— WHAT YOU HAVE TO DO —
Copy everything from the start of the listing down to the line containing "[[552, 716]]", putting "markers" in place of "dots" and leaving all else unchanged. Leave the pictures out.

— SUPPLIED RECORDS —
★ ★ ★ ★ ★ ★ ★
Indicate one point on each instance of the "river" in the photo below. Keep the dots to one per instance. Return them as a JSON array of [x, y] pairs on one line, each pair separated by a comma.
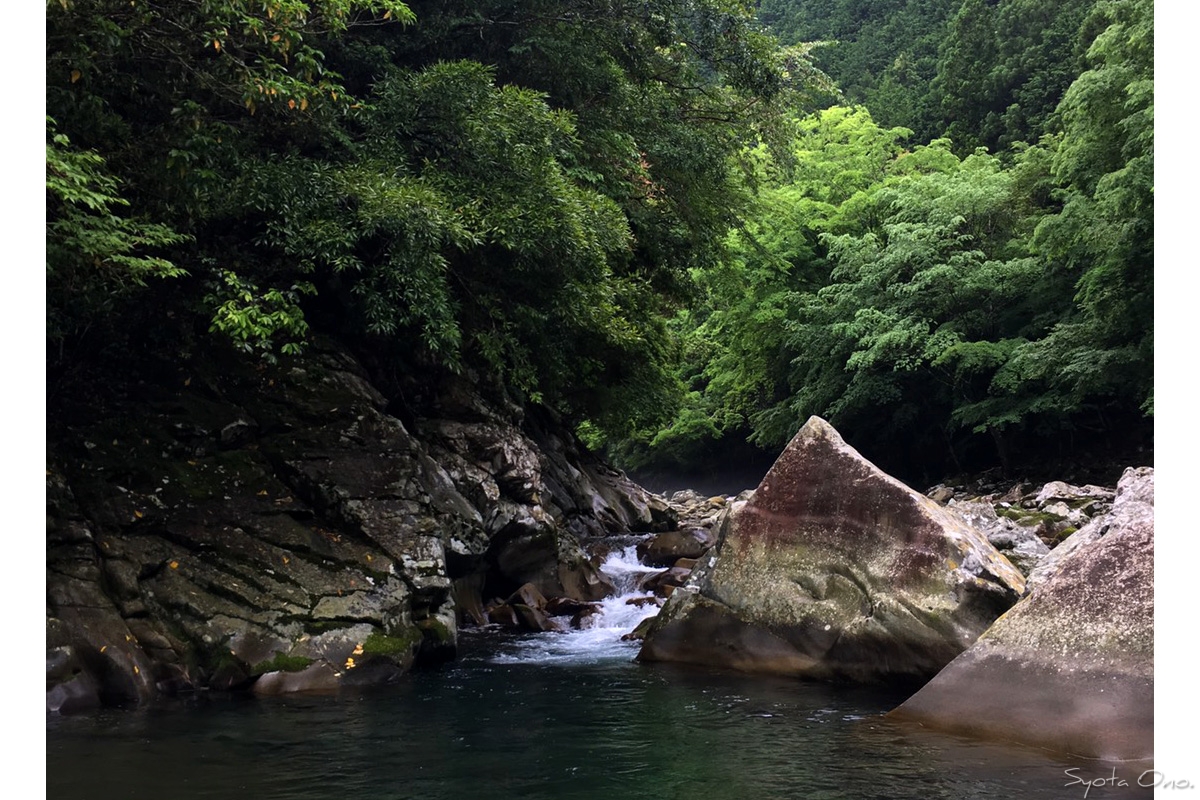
[[551, 716]]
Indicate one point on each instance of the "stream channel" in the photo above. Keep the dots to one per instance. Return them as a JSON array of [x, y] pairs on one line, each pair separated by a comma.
[[552, 716]]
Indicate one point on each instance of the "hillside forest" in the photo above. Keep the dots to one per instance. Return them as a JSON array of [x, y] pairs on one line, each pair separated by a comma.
[[679, 226]]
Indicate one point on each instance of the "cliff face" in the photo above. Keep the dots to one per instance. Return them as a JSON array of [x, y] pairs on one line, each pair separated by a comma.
★ ★ ★ ★ ★ ★ ★
— TASK ANSWER —
Indicate one point on each instance of the "river" in the photo below. Keep the markers to one per instance. Return them as a JSON array of [x, y] pairs on one line, each pair separated by a comma.
[[551, 716]]
Indicate one point on each instance of the "stream channel" in the photo above. Keep the markers to one per instance. Return them as a JSON array of [x, y] pairs on one line, each pair separated by a comma.
[[552, 716]]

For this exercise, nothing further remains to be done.